Identify all lines of the data containing the string "below" and copy them.

Stored data:
•••

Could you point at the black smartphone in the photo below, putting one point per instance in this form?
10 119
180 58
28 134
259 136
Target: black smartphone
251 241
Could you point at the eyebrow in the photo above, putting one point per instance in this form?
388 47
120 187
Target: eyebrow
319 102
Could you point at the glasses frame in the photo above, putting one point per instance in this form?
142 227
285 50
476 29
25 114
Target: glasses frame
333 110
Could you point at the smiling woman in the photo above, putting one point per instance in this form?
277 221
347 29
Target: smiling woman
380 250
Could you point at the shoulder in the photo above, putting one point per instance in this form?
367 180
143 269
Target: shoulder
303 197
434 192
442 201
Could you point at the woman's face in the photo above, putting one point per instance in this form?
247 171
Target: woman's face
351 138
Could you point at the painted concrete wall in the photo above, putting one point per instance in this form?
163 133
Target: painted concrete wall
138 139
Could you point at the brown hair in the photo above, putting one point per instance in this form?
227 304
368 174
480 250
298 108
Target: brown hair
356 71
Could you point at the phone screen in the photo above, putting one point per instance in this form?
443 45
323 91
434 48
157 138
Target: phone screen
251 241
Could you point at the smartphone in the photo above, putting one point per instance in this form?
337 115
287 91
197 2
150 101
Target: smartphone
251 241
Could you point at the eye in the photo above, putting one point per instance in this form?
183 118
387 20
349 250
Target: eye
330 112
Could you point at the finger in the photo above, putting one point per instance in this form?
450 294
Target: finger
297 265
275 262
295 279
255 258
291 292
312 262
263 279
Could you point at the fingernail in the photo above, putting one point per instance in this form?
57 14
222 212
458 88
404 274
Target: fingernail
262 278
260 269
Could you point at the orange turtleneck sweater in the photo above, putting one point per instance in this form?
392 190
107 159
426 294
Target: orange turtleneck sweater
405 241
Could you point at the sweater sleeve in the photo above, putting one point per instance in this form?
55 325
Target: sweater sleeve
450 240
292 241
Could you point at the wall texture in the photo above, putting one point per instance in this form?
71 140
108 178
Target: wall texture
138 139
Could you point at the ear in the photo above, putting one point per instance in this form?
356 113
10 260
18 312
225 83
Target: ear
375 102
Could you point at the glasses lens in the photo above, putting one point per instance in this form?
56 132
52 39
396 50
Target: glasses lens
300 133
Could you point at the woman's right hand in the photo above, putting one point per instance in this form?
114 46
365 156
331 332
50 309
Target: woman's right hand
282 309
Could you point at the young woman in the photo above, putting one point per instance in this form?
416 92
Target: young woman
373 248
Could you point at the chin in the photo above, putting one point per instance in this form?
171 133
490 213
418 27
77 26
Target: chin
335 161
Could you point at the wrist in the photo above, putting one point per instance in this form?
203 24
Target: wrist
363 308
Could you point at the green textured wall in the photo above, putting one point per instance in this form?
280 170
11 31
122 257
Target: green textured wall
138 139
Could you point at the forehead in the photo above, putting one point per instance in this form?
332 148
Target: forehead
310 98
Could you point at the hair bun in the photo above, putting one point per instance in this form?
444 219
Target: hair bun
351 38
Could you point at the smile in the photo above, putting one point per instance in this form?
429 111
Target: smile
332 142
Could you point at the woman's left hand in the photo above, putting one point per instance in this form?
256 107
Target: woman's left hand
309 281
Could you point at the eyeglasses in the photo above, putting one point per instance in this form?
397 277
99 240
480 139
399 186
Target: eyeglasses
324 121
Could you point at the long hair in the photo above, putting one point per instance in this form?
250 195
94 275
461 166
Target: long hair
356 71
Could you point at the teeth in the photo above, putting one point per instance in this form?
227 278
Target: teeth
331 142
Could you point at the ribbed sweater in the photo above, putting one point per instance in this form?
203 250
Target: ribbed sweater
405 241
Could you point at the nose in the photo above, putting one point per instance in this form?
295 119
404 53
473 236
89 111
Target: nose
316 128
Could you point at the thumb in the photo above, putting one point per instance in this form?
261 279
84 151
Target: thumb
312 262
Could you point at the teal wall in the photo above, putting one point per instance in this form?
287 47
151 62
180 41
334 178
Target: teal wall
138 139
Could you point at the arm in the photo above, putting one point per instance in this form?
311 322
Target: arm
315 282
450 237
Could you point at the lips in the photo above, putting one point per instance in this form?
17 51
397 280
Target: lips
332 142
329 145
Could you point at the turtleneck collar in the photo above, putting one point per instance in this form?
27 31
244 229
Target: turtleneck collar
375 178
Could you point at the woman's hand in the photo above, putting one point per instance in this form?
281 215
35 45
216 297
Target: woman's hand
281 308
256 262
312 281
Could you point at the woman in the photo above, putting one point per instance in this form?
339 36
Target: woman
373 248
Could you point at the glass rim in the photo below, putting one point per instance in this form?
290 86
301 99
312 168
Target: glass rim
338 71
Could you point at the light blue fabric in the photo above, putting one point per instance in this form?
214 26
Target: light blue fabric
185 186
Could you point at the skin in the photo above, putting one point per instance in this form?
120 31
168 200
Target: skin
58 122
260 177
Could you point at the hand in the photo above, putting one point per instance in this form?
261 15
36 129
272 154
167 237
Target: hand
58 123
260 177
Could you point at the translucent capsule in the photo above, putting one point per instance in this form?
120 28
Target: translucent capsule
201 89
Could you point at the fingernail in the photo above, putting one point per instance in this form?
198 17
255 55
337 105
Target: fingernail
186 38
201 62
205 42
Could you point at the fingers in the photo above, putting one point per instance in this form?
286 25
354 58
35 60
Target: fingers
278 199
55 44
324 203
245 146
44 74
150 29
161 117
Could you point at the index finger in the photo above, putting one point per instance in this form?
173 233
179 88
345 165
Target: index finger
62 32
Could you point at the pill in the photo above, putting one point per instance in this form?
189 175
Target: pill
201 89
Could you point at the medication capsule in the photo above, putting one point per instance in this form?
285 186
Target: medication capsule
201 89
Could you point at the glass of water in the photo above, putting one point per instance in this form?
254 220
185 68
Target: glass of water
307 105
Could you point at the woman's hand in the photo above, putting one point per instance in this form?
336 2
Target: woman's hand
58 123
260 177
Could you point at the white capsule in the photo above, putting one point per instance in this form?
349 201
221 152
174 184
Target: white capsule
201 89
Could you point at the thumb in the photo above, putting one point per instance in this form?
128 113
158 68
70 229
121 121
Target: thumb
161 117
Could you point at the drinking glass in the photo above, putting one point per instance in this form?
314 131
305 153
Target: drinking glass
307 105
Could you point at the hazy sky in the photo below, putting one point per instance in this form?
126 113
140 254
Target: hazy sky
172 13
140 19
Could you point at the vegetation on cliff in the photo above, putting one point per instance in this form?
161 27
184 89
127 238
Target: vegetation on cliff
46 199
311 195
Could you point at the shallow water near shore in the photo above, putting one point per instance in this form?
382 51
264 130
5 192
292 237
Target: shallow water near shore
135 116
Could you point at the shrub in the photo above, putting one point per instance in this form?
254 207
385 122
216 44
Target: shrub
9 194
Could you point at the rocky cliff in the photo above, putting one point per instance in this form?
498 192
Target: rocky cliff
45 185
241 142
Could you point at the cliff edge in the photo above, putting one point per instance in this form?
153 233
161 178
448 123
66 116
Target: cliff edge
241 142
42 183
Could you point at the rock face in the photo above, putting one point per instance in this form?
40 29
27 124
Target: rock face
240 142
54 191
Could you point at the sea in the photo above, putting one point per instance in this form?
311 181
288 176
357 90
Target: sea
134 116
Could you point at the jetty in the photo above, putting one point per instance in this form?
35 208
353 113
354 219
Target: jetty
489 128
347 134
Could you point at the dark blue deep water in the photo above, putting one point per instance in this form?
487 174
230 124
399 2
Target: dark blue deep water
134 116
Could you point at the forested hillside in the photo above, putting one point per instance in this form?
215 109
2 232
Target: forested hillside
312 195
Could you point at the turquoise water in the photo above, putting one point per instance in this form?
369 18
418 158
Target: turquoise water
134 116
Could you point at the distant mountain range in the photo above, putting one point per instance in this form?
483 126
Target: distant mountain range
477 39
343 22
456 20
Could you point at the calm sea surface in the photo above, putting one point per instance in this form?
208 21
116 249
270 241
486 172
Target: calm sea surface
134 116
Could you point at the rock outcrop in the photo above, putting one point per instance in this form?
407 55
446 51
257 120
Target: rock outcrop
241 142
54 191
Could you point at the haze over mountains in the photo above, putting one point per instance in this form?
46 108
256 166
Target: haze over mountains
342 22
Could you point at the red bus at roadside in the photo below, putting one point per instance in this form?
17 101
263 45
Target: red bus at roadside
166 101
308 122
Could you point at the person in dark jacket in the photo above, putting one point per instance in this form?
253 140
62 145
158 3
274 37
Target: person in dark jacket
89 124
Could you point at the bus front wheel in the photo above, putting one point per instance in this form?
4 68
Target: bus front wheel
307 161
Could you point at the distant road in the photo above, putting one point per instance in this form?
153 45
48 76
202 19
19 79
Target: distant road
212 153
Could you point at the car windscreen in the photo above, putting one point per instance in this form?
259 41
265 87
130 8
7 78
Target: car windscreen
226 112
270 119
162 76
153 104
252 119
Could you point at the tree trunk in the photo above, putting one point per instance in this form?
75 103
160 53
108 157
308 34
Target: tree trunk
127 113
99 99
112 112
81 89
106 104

•••

• _SOLVED PROBLEM_
Could you point at the black smartphone in the photo below, putting one point per instance in this form?
Could you point at the glass rim in the photo below, putting one point per instance in this form?
Could you point at the hazy sky in the photo below, putting one point per instance in this form?
Could you point at the red bus at roadside in the photo below, putting one point per instance in this form?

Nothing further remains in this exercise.